═════ PAGE TEXT ═════

Mortana89 commented 4 years ago

Good point, wasn't aware that this would be metadata requests! Upon checking in the portal I can indeed see a few hundred meta data requests being throttled; image

The only thing I can think of why this is happening, is because we are firing many parallel http requests from our front-end, which are all seperate threads in the end... We use a wrapper around the cosmosclient, nothing fancy, but it's registered as a singleton, and is used to get 'containers' from in all our 'query handlers':

`

public class CosmosClientFactory : ICosmosClientFactory { private static ConcurrentDictionary<ICosmosDatabaseSettings, CosmosDatabase> _databases = new ConcurrentDictionary<ICosmosDatabaseSettings, CosmosDatabase>();

    private static ConcurrentDictionary<CosmosDatabase, ConcurrentDictionary<string, CosmosContainer>> _containers =
       new ConcurrentDictionary<CosmosDatabase, ConcurrentDictionary<string, CosmosContainer>>();

    private List<ICosmosDatabaseSettings> _dataSources;
    private CosmosClient _client;

    private readonly string _applicationName;
    private readonly string _accountEndpoint;
    private readonly string _accountAuthKey;

    public CosmosClientFactory(List<ICosmosDatabaseSettings> dataSources, IOptions<JsonSerializerOptions> jsonSerializerOptions,
        string applicationName, string endpoint, string authKey)
    {
        _dataSources = dataSources ?? throw new ArgumentNullException(nameof(dataSources));
        _applicationName = applicationName;
        _accountEndpoint = endpoint;
        _accountAuthKey = authKey;

        _client = new CosmosClientBuilder(_accountEndpoint, _accountAuthKey)
            .WithCustomSerializer(new CustomCosmosSerializer(jsonSerializerOptions))
            .WithApplicationName(_applicationName)
            .WithConnectionModeDirect()
            .Build();
    }

    public CosmosDatabase GetDatabase<TDataSource>()
        where TDataSource : ICosmosDatabaseSettings
    {
        return GetDatabase(typeof(TDataSource));
    }

    public CosmosDatabase GetDatabase(Type dataSourceType)
    {
        var dataSource = _dataSources.SingleOrDefault(x => x.GetType() == dataSourceType);

        if (dataSource == null)
            throw new ArgumentException("Could not find the questioned datasource: " + dataSourceType.AssemblyQualifiedName);

        return _databases.GetOrAdd(dataSource, x => InitializeDatabase(dataSource).GetAwaiter().GetResult());
    }

    public CosmosContainer GetContainer<TDataSource>(string containerName)
        where TDataSource : ICosmosDatabaseSettings
    {
        return GetContainer(typeof(TDataSource), containerName);
    }

    public CosmosContainer GetContainer(Type dataSourceType, string containerName)
    {
        var database = GetDatabase(dataSourceType);
        var dataSource = _dataSources.SingleOrDefault(x => x.GetType() == dataSourceType);

        var containersInDatabase = _containers.GetOrAdd(database, x =>
        {
            return new ConcurrentDictionary<string, CosmosContainer>();
        });

        return containersInDatabase.GetOrAdd(containerName, x => InitializeContainer(dataSource, database, containerName).GetAwaiter().GetResult());

    }
    private async Task<CosmosDatabase> InitializeDatabase(ICosmosDatabaseSettings databaseSettings)

═════

-- PROBLEMS TO WORK ON --
A. In the comment, how is the wrapper around the cosmos client registered?
B. Print everything in the comment from "public CosmosDatabase GetDatabase(Type" down to "(dataSource == null)".
C. Condense the paragraph of the comment that begins "The only thing I can think of" into a short bulleted list that keeps its main facts.

═════ DATASET ROWS ═════

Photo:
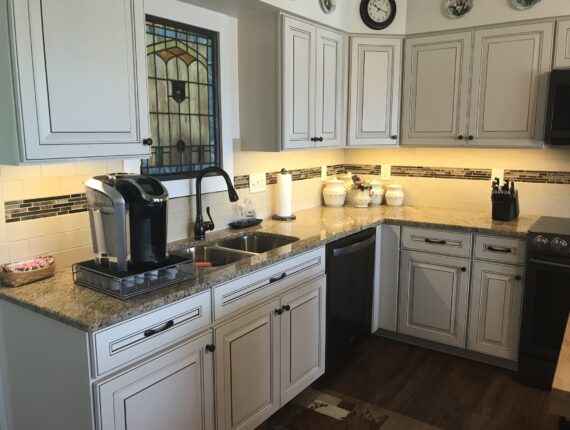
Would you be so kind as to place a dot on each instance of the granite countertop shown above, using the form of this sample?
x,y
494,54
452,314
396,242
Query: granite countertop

═════

-- COMPLETED EXERCISE --
A. It is registered as a singleton.

B.
public CosmosDatabase GetDatabase(Type dataSourceType)
    {
        var dataSource = _dataSources.SingleOrDefault(x => x.GetType() == dataSourceType);

        if (dataSource == null)

C.
- Suspected cause: many parallel HTTP requests are fired from the front end, and these end up as separate threads.
- A simple wrapper is used around the cosmos client.
- The wrapper is registered as a singleton.
- All query handlers use it to get containers.